READING PASSAGE:
★ ★ ★ ★
# Newer Big Flotation Tires conversion on older JD baler??



## springhollowhayfarm (Jan 25, 2011)

This may sound crazy, but has any one tried to put the larger Flotation Tires that you see on the newer 568 and 468 JD balers on any older balers like a 535. Was wondering if it would work or not, fit and all, and if it would cost more than worth.

I have a lot of rough feilds, ruts from logging to traspassing ATV's, baler bottoms out and the pickup takes a betting, would be nice to have bigger tires to help out with that.

Thoughts??


----------



## Blue Duck (Jun 4, 2009)

I saw an article in a magazine were a guy put tandem walking axles on a round baler. He said it was amazing how well it worked in rough ground. Might cost more then its worth unless you find used parts. I think it was in the "Farm Show" magazine several years ago.


----------



## carcajou (Jan 28, 2011)

If you go to bigger tires you may want to consider going to large pickup mudder tires. (i prefer toyo) I've found used truck tires will outlast new implement tires on all my haying equipment. My rake tractor (1155 massey) even rides smoother. Used rubber can be picked up cheap or free and rims are readily available. As for walking beams, I've baled in fields with other custom operators who run them and they seem to work very well, we bale as fast as we can and though i haven't broke axles on my jd balers it not uncommon hence the walking beams. If i was buying a new baler i 'd probably put them on from day one.


----------



## DKFarms (Aug 11, 2008)

My neighbor put duals on his 568. He is a bit of a tinkerer and he made a bracket to mount an old set of tires and rims onto the existing ones. He bales as soon as the hay in the windrow is dry, regardless of ground conditions. He claims the duals let him get back in the field quicker after a rain event. I've seen him bale some pretty bad ground without sinking or rutting it up too bad. Sure looks funny on a round baler though.


----------



## cattleranch (Dec 17, 2010)

Here is the link: Round Baler Tandem Axle Bundle - RCI Engineering LLC I like the idea/concept


----------



## Greyhorse (Jun 22, 2009)

Don't the balers with flotation tires have a different axle setup? Or maybe they are just bolted on at a different height.


----------



## duramax (Dec 18, 2010)

We made a set of axles for our 567. 6000 lb axles and hubs from gemplers $ 210 per side . Found used wheels for $ 150 for two. Tires we found online for $ 700 a pair shipped to the door, metal for the fabricated axle $ 50 . The axle sets up four inches higher which the tires are eight inches taller, which is a wash height wise. Less than tne $4500 JD wanteed for the same setup.


----------
★ ★ ★ ★
Records excerpted from a collection:
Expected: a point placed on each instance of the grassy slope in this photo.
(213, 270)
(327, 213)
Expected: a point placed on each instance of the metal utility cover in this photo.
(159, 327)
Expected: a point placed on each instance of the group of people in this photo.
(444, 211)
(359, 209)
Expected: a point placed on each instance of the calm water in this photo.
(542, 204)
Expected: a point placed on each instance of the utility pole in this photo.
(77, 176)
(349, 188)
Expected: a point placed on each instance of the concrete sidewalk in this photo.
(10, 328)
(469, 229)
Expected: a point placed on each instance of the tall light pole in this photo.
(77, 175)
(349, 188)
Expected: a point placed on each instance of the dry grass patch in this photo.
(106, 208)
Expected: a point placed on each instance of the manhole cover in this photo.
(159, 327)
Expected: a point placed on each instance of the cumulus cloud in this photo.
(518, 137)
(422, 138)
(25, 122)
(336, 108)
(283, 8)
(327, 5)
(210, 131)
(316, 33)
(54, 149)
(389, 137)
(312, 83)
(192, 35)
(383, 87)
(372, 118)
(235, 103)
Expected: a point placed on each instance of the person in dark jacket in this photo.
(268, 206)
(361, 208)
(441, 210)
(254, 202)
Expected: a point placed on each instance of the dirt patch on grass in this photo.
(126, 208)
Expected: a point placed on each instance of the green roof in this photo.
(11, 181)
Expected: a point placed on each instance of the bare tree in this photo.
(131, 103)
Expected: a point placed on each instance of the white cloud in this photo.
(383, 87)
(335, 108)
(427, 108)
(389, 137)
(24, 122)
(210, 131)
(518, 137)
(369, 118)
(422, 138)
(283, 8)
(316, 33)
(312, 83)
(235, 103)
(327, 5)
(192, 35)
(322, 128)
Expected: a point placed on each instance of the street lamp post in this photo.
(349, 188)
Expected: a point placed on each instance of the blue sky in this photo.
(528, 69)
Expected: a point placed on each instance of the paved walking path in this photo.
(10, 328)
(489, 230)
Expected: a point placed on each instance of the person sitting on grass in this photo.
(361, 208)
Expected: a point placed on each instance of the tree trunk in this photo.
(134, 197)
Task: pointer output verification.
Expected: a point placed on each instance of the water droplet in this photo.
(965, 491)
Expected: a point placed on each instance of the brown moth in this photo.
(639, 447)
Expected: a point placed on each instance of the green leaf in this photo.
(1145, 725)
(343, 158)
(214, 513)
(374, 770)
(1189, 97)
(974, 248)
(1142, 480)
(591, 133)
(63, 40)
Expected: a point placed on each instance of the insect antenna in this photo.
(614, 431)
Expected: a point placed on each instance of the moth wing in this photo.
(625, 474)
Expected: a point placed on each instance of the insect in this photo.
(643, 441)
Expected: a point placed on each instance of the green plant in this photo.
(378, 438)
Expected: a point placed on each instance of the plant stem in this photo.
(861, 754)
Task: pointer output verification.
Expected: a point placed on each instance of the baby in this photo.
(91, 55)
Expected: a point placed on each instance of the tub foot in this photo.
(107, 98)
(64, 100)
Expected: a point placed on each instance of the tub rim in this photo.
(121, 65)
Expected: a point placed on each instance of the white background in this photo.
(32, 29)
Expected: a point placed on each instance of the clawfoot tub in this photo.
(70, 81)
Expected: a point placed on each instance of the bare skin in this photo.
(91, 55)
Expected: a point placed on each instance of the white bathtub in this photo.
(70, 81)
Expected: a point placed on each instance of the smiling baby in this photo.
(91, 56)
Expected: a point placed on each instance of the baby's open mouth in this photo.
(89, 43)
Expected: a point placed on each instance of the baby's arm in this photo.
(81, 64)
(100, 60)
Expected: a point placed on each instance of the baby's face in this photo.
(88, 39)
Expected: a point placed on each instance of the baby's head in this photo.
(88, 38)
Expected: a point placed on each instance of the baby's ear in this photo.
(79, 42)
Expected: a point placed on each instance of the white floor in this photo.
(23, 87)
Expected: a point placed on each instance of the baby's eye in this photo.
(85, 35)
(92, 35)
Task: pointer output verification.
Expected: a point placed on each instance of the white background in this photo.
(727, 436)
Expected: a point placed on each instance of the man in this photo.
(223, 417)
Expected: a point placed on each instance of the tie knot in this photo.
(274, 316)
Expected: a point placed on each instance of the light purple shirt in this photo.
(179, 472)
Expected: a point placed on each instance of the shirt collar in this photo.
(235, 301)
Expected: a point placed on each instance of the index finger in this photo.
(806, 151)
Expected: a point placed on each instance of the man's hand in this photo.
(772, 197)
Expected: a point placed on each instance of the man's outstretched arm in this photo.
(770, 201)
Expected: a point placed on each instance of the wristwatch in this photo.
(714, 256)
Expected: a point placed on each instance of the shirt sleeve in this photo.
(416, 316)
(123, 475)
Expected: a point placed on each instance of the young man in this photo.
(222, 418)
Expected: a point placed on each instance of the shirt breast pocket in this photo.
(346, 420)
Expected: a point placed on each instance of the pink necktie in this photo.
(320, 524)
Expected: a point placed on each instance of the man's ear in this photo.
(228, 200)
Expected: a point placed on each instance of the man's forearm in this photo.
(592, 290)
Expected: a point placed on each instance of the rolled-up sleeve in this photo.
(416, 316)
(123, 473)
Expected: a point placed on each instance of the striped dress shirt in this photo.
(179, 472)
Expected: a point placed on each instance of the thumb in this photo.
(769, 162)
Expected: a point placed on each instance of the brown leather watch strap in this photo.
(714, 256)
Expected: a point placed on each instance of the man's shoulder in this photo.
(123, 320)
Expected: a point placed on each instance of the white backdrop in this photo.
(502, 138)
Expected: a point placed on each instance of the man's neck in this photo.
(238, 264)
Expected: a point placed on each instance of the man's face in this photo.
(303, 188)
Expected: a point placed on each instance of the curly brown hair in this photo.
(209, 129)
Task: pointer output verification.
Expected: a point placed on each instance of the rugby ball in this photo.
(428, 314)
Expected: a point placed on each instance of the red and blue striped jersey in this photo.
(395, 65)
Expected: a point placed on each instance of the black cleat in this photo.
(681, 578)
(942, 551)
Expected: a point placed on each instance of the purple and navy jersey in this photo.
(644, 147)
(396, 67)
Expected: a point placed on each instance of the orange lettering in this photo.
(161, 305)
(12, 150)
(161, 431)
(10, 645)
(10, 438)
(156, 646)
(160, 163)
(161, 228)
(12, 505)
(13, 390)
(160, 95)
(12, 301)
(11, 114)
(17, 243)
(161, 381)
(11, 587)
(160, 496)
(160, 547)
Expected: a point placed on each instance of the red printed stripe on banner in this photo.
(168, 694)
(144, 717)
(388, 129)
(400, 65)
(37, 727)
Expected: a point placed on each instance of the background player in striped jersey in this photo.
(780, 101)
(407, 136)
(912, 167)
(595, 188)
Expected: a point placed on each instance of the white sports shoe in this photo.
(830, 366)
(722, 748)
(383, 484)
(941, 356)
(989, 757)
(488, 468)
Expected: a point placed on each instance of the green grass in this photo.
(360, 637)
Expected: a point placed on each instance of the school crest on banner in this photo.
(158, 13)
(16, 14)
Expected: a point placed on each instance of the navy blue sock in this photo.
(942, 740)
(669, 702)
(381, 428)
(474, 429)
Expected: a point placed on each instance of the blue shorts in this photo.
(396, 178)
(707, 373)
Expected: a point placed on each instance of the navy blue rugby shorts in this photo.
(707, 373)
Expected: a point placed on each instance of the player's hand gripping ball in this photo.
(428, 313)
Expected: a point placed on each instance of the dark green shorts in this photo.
★ ★ ★ ★
YOUR TASKS:
1: In the baler tire thread, repeat word for word the passage from "## DKFarms (Aug" to "round baler though.".
2: Which JD baler model numbers are mentioned in the baler tire thread?
3: According to the baler tire thread, how much did JD want for the same axle setup that duramax built?

ANSWERS FOR THIS EXERCISE:
1:
## DKFarms (Aug 11, 2008)

My neighbor put duals on his 568. He is a bit of a tinkerer and he made a bracket to mount an old set of tires and rims onto the existing ones. He bales as soon as the hay in the windrow is dry, regardless of ground conditions. He claims the duals let him get back in the field quicker after a rain event. I've seen him bale some pretty bad ground without sinking or rutting it up too bad. Sure looks funny on a round baler though.

2: 568, 468, 535, 567

3: $4500